== Extrait du document ==
-.-.-

Main d’œuvre et coût des intrants
Certes la proximité géographique de ces pays avec l’Ukraine ont eu des conséquences dans toute la région perturbant les chaînes d’approvisionnement et contribuant à une flambée des prix de l’énergie. Mais ces économies ont également maille à partir avec des défis internes qui entravent la riposte à ces chocs externes.
Les économistes de Coface soulignent en particulier les effets néfastes de la pénurie de main-d’œuvre et l’escalade des coûts des intrants, des facteurs qui ont pesé lourdement sur la santé des entreprises. Les secteurs de la construction et du commerce, particulièrement impactés par les pressions salariales et le ralentissement de la demande ont été les plus touchés.
Nouvelle augmentation des défaillances attendue cette année
Et l’avenir ne s’annonce pas meilleur, selon Jarosław Jaworski, directeur général de Coface pour la région Europe centrale et de l’Est. « Nous prévoyons une nouvelle augmentation des défaillances en 2024, bien qu’à un taux inférieur à celui de l’année précédente, estime-t-il. Au niveau mondial, les entreprises n’atteindront toujours pas leur plein potentiel de croissance économique en raison des défis auxquels elles sont confrontées dans leurs activités commerciales. »
Malgré des signes de rebond de la consommation, notamment pour les produits de première nécessité, 2024 sera marqué par une croissance limitée du chiffre d’affaires, des marges en baisse et des défis continus pour les entreprises exportatrices. L’atonie de la demande étrangère, en particulier de l’Allemagne, la hausse des prix des produits de base et des coûts de main d’œuvre (avec l’augmentation du salaire minimum) feront peser une pression forte sur les entreprises de la région.

-.-.-

== Données affichées ==
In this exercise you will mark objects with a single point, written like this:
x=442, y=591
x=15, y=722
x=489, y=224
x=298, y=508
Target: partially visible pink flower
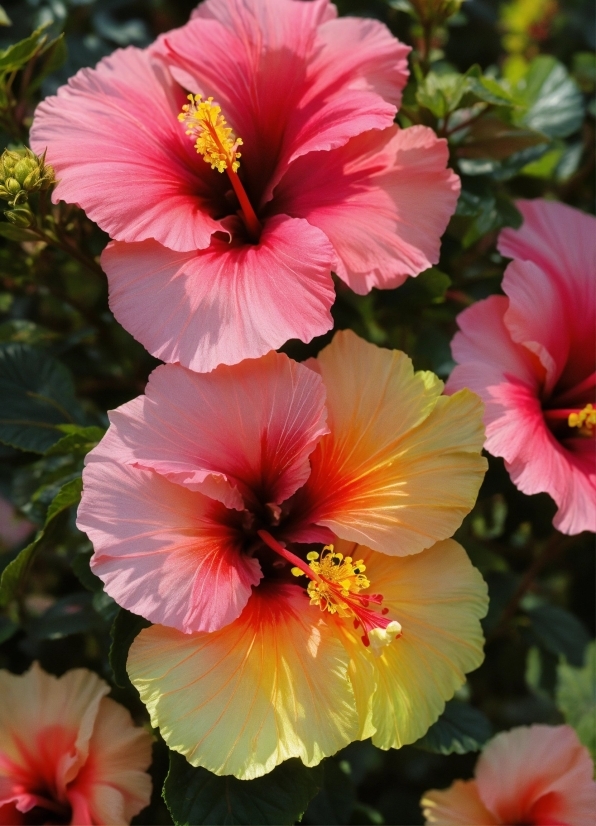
x=536, y=775
x=68, y=753
x=531, y=356
x=214, y=265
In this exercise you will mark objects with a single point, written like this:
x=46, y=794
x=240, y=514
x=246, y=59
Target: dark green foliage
x=38, y=396
x=460, y=728
x=195, y=796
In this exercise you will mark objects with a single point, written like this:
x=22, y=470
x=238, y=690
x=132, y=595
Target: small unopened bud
x=20, y=216
x=21, y=173
x=13, y=186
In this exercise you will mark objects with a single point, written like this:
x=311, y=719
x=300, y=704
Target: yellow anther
x=336, y=577
x=215, y=140
x=584, y=420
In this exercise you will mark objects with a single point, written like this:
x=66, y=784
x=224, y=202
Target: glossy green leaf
x=37, y=395
x=335, y=802
x=195, y=796
x=15, y=571
x=19, y=234
x=576, y=697
x=441, y=94
x=559, y=632
x=553, y=99
x=460, y=729
x=78, y=440
x=125, y=628
x=17, y=55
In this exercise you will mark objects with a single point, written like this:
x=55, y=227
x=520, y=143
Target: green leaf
x=195, y=796
x=576, y=697
x=69, y=494
x=489, y=90
x=53, y=56
x=25, y=332
x=19, y=234
x=78, y=440
x=37, y=395
x=125, y=628
x=460, y=729
x=12, y=576
x=553, y=100
x=334, y=804
x=441, y=94
x=8, y=629
x=495, y=213
x=73, y=614
x=16, y=56
x=559, y=632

-.-.-

== Objectif ==
Recopiez à l'identique le passage de l'extrait sur les défaillances d'entreprises, de « Main d’œuvre et » à « ces chocs externes. ».

== Réponse attendue ==
Main d’œuvre et coût des intrants
Certes la proximité géographique de ces pays avec l’Ukraine ont eu des conséquences dans toute la région perturbant les chaînes d’approvisionnement et contribuant à une flambée des prix de l’énergie. Mais ces économies ont également maille à partir avec des défis internes qui entravent la riposte à ces chocs externes.